'''

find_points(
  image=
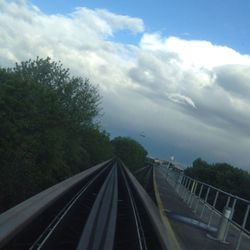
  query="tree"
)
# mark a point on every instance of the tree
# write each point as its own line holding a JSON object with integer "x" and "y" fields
{"x": 130, "y": 152}
{"x": 46, "y": 117}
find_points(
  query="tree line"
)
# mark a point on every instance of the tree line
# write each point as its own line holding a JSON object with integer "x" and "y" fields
{"x": 48, "y": 129}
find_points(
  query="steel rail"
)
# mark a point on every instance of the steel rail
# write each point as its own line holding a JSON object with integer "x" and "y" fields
{"x": 99, "y": 230}
{"x": 42, "y": 241}
{"x": 137, "y": 220}
{"x": 152, "y": 212}
{"x": 17, "y": 218}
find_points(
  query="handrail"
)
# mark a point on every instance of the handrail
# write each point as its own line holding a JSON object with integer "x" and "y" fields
{"x": 15, "y": 219}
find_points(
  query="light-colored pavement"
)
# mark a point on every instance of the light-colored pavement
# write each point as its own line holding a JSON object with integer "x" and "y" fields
{"x": 189, "y": 232}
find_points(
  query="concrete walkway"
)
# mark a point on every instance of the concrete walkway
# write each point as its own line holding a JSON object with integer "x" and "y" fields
{"x": 190, "y": 236}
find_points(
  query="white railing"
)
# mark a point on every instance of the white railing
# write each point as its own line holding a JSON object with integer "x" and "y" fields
{"x": 208, "y": 203}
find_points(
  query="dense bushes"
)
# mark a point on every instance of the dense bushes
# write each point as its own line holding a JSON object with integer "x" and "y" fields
{"x": 47, "y": 131}
{"x": 222, "y": 175}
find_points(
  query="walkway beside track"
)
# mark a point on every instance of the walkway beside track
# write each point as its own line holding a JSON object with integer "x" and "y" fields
{"x": 188, "y": 236}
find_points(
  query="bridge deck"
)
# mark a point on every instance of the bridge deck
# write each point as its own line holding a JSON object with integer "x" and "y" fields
{"x": 189, "y": 236}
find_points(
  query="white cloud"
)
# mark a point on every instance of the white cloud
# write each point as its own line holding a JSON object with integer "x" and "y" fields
{"x": 185, "y": 94}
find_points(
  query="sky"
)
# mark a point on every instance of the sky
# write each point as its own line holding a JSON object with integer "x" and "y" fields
{"x": 177, "y": 72}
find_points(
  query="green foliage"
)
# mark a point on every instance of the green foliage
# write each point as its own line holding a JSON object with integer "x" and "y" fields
{"x": 47, "y": 131}
{"x": 223, "y": 176}
{"x": 130, "y": 152}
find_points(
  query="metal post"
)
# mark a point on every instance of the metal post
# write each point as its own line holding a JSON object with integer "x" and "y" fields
{"x": 231, "y": 216}
{"x": 204, "y": 202}
{"x": 199, "y": 197}
{"x": 222, "y": 230}
{"x": 189, "y": 184}
{"x": 213, "y": 208}
{"x": 183, "y": 186}
{"x": 194, "y": 194}
{"x": 243, "y": 226}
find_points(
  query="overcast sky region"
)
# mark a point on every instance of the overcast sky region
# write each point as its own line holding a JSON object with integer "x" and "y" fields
{"x": 178, "y": 73}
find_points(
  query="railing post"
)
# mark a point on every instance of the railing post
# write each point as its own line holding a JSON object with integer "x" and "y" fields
{"x": 222, "y": 231}
{"x": 193, "y": 190}
{"x": 204, "y": 202}
{"x": 231, "y": 216}
{"x": 199, "y": 197}
{"x": 189, "y": 184}
{"x": 184, "y": 186}
{"x": 243, "y": 226}
{"x": 213, "y": 207}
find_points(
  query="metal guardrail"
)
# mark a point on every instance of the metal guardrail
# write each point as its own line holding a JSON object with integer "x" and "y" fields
{"x": 101, "y": 208}
{"x": 200, "y": 196}
{"x": 15, "y": 219}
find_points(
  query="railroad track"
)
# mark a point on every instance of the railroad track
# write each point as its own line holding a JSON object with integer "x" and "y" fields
{"x": 104, "y": 209}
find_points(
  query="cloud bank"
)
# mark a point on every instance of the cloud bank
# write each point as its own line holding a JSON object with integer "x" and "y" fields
{"x": 190, "y": 97}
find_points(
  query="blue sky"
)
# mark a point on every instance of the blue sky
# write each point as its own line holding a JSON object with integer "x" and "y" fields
{"x": 223, "y": 22}
{"x": 177, "y": 70}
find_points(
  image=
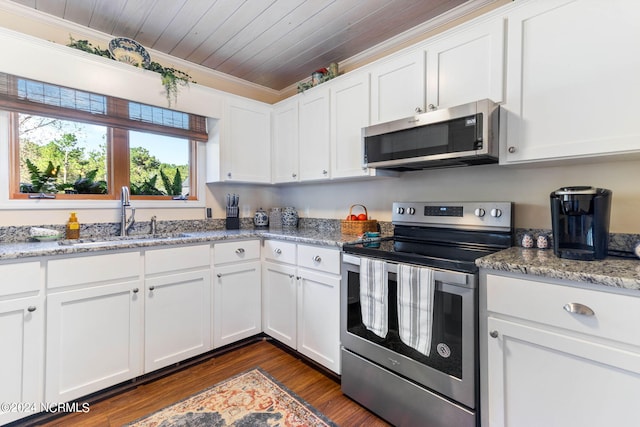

'''

» TASK OBJECTIVE: Would you show each line of the material above that contains the string "bushes"?

» RESPONSE TO THIS TASK:
  query="dense bushes"
# mark a point on every instance of the dense bushes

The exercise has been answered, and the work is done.